## Passage shown
Plugging old oil and gas wells may cost as much as ten times what the industry routinely estimates, according to a new report from Carbon Tracker. As oil and gas companies walk away from their “stranded liabilities,” the public may be left to pick up the tab. When oil and gas companies are finished with old wells, they are supposed to close them and pay for the cleanup. However, often the wells are abandoned, or “orphaned,” left idled but not plugged up for good. In many cases, these wells are dumped onto local and state governments, leaving taxpayers to pay for the cleanup. 

The problem is not new, however. “Bonding” for oil and gas wells have been around for many years, but the actual requirements are lax almost everywhere. Companies are not required to pay the full cleanup costs upfront, the logic often being that they will earn money as they go, better equipping them to pay for cleanup later on. 

But when it comes time to pay, many years later, some companies do not have the money to meet their obligations. In fact, more than 200 North American oil and gas companies have filed for bankruptcy since 2015, a rate of failure that is only accelerating with the recent oil market meltdown.

## Dataset content
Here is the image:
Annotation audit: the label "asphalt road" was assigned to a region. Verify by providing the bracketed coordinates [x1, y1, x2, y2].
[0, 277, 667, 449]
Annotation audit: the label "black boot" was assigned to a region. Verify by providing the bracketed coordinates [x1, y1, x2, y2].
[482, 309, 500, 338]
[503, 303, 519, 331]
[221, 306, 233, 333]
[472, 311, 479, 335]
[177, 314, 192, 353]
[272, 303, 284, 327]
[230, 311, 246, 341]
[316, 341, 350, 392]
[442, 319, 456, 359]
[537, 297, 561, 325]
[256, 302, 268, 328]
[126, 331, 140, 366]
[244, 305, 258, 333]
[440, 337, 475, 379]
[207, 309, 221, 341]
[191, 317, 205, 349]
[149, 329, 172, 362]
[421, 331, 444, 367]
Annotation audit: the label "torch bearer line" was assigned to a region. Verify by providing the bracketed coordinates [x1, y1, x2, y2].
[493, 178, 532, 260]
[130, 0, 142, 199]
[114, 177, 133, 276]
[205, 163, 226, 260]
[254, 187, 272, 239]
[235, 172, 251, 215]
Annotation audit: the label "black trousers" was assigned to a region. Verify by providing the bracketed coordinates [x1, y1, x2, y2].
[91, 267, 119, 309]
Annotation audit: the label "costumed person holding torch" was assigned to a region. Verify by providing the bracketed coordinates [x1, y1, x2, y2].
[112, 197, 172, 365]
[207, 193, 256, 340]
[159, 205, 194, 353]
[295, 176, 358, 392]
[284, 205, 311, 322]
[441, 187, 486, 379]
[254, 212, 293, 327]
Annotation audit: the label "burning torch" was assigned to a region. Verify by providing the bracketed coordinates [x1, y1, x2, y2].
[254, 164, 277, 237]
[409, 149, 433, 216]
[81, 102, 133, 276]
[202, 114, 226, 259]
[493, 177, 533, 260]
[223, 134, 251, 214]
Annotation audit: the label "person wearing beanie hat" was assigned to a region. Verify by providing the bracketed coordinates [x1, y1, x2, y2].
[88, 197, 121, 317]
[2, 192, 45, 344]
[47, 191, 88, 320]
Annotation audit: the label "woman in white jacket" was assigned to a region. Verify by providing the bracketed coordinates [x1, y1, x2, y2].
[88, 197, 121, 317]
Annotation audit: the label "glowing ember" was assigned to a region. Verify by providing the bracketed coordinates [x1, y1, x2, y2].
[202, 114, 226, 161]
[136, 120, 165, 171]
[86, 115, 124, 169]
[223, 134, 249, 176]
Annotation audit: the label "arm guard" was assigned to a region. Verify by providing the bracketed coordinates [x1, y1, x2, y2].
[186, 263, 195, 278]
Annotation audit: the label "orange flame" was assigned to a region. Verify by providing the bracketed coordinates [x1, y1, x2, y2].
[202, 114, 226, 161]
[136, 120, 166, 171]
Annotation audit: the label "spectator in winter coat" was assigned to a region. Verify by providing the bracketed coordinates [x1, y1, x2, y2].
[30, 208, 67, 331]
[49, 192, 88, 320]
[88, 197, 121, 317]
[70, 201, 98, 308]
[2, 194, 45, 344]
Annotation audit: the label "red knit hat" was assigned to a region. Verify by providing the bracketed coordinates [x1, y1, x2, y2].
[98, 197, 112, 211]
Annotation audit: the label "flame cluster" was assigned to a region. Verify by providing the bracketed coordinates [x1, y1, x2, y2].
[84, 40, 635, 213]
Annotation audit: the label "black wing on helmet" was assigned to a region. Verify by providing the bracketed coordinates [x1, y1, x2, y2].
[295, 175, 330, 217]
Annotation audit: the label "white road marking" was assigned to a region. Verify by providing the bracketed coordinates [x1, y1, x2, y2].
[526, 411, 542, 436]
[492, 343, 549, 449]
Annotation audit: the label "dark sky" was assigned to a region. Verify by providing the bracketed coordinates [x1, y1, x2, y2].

## Apply what you read
[A] List every word or phrase that the passage on oil and gas well cleanup sets in quotation marks.
[B] In the passage on oil and gas well cleanup, take the part that opens with the words containing "The problem is" and closes with "oil market meltdown.". Rewrite it with "bankruptcy" switched to "insolvency".
[C] Do the following statements agree with the passage on oil and gas well cleanup? Answer yes or no for each, and quote the words from the passage that decide it.
(i) Companies must pay the full cleanup costs upfront.
(ii) More than 200 North American oil and gas companies have filed for bankruptcy since 2015.
(iii) The report mentioned comes from Carbon Tracker.

## Set of answers
[A]
stranded liabilities
orphaned
Bonding

[B]
The problem is not new, however. “Bonding” for oil and gas wells have been around for many years, but the actual requirements are lax almost everywhere. Companies are not required to pay the full cleanup costs upfront, the logic often being that they will earn money as they go, better equipping them to pay for cleanup later on. 

But when it comes time to pay, many years later, some companies do not have the money to meet their obligations. In fact, more than 200 North American oil and gas companies have filed for insolvency since 2015, a rate of failure that is only accelerating with the recent oil market meltdown.

[C]
(i) No: "Companies are not required to pay the full cleanup costs upfront"
(ii) Yes: "more than 200 North American oil and gas companies have filed for bankruptcy since 2015"
(iii) Yes: "according to a new report from Carbon Tracker"